Repeat, exactly and completely, the entries shown underneath.

--- start ---

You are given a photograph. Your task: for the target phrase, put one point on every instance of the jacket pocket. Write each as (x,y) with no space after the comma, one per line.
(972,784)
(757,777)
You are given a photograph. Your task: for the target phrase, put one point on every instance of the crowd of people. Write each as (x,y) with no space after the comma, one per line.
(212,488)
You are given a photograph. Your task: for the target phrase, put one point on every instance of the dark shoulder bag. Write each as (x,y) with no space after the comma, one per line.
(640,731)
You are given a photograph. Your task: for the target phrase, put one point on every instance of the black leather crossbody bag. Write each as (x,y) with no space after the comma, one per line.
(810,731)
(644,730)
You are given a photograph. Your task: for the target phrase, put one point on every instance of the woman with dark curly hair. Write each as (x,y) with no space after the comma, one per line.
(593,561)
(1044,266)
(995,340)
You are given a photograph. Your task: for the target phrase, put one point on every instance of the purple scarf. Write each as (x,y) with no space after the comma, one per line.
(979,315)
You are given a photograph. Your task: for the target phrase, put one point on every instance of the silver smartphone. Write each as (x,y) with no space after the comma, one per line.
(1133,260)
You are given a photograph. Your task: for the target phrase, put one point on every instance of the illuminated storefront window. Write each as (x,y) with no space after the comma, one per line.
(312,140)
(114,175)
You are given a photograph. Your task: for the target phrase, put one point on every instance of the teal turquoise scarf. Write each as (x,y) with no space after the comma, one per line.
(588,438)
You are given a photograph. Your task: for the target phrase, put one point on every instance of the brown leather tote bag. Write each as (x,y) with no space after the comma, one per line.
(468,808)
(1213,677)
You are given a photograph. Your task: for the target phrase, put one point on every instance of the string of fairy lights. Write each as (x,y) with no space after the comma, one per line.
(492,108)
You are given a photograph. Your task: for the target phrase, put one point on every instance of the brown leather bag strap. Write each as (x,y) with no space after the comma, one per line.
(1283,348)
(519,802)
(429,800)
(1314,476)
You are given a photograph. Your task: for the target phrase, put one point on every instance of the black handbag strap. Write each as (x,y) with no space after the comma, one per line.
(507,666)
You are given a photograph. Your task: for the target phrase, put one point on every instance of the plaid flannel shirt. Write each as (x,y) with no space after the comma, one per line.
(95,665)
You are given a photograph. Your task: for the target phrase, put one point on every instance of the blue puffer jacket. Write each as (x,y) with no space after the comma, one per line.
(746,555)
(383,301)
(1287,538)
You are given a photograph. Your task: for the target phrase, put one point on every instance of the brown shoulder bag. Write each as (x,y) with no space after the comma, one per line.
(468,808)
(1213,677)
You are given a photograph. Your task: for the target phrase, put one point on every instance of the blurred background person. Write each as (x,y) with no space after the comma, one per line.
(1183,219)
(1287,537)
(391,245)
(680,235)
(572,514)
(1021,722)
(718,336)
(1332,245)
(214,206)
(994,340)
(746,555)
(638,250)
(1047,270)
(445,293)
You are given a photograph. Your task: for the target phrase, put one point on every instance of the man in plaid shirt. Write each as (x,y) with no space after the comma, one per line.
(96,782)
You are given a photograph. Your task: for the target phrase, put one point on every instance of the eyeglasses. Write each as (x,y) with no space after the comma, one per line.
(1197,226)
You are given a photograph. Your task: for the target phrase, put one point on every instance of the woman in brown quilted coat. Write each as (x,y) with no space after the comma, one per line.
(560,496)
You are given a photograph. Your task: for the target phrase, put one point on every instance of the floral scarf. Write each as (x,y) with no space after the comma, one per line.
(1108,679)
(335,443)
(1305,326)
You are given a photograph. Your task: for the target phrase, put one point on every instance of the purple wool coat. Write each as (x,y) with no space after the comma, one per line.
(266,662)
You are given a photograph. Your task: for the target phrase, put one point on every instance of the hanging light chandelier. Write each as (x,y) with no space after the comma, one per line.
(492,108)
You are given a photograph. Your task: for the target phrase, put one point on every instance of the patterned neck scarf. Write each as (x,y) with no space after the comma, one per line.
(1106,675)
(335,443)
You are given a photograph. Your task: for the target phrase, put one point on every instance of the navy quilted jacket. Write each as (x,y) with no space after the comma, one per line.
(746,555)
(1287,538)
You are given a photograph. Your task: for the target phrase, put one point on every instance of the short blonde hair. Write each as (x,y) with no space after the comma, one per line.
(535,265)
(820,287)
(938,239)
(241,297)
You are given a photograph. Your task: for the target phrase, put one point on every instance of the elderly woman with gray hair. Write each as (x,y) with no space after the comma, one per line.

--- end ---

Worked solution:
You are given a photograph. Your task: for the target phrase, put one point on every instance of the jacket pocket. Write each as (x,y) with no space after the comma, one per line.
(972,784)
(757,777)
You are given a photograph. Your task: for the target phrase, put one point on every instance of the crowd of people. Write each as (x,y) with no space after the comma, one per line.
(212,488)
You are given a photograph. Your task: for the target phrase, put one point on every instance of the dark shoulder bag. Write each as (x,y) with no space after the comma, one per line.
(640,731)
You are given a photograph. Your task: for the target phrase, put one point on every instance of the black leather crossbody bag. Write each as (x,y) with no space after the comma, one per line.
(810,731)
(644,730)
You are given a photograph. Your task: for the target phrase, put one point on every instance of the woman with dark curly hair. Write each as (x,y) with no space after the comma, one per line.
(593,561)
(1044,266)
(995,340)
You are given a photograph. Your task: for the target phrase, put one point on every instance of the purple scarf. Write each as (x,y) with no space after the comma, one per line.
(979,315)
You are given a photograph. Your task: for the target phrase, put one point on every instance of the silver smartphone. Write each as (x,y) with no space after the comma, one per line.
(1133,260)
You are given a photograph. Your task: for the target phrase, put one point on every instance of the illuminated storefront window. Write each as (x,y) with no space after the comma, one per line.
(312,140)
(114,175)
You are given a photograph. Your task: for the target phrase, put one point on every instance of the teal turquoise scarf. Write each as (x,y) with no space after the comma, one per line.
(588,438)
You are given a photograph. Your task: for the target phrase, put one point on every instance of the brown leather tote bag. Write each as (x,y) with no space after the comma, one per line.
(468,808)
(1213,677)
You are given a photograph. Your task: for the target phrase, put one point on every instance of the string of fairy lights. Write each as (x,y) with no space after the comma, one per line.
(492,108)
You are given a photograph. Your task: for the target phrase, put one point on every instance of the brown leather bag strap. Write each as (x,y) with no space after the comma, one per line.
(1283,348)
(519,802)
(429,800)
(1314,476)
You are given a photograph. Your task: for the target phrase, put one point on every instance of the black handbag strap. Write each as (x,y) with no space after the comma, one per line.
(507,666)
You are given a photograph. Your task: for the target phrase, put one point on every instance of the plaid flannel shirt. Write each as (x,y) with no space after the comma, one per line.
(95,665)
You are given a photograph. Your task: for the target phrase, put one point on every instance of the blue puffer jacket. Write each as (x,y) with no space after the comma, one per line.
(746,555)
(383,301)
(1287,538)
You are given a photograph. Your task: for the target phrase, put one point on every instance of the brown shoulder bag. Write each as (x,y) with no space after the comma, one per line.
(468,808)
(1213,677)
You are given a photograph. Your task: for the target phrase, put one point on every instance of the blurred background person. Write each as (x,y) with no space after the comma, one per line.
(1183,219)
(1287,537)
(391,245)
(680,235)
(572,514)
(1021,722)
(718,336)
(1332,245)
(214,206)
(994,340)
(746,555)
(638,250)
(1047,270)
(445,293)
You are given a photograph. Your task: for the target phrase, put one point on every instance of the man in plaid shirt. Write each as (x,y) with no space after the comma, one per line.
(96,782)
You are given a photograph. Your task: for the target phrase, put one point on every instance of the eyeglasses. Write each as (x,y) with no space after the comma, one per line.
(1197,226)
You are given a photograph. Your task: for the target phrase, put one point on every instance of the woman in brown quilted coat. Write each as (x,y) with no space after the comma, one per line.
(560,496)
You are given a photograph. Your task: for the target phrase, put one point on every instance of the floral scarf. Write each as (x,y) with no space after the comma, one per line.
(1108,679)
(335,443)
(1305,326)
You are given a photograph. Your task: for the target phrase, put one point on every instance of the purple wool coat. Write each as (x,y) with no space after the comma, one per line.
(266,662)
You are given a photograph. Your task: for the target phrase, put one point on every instance of the hanging light chandelier. Write each as (x,y) with no space after the comma, one per line.
(492,108)
You are given a photograph. Your task: for the target phrase, put one point on every instance of the patterned neck scarf. Write each as (x,y) with no space after the comma, one per line.
(1106,675)
(335,443)
You are given a photograph. Your task: for the target phrase, put one point on every instance of the navy quilted jacket. Write each as (x,y) with no space after the comma, one per line.
(746,555)
(1287,538)
You are given a photograph. Your task: for the target phrase, put one point on every instance of the short blonde hair. Write each as (x,y) with no space after the comma, one per line.
(535,265)
(820,287)
(938,239)
(241,297)
You are given a photograph. Your task: for the target phrase, put one point on every instance of the elderly woman with gray hair. Write each as (x,y) with no space after the comma, one per line.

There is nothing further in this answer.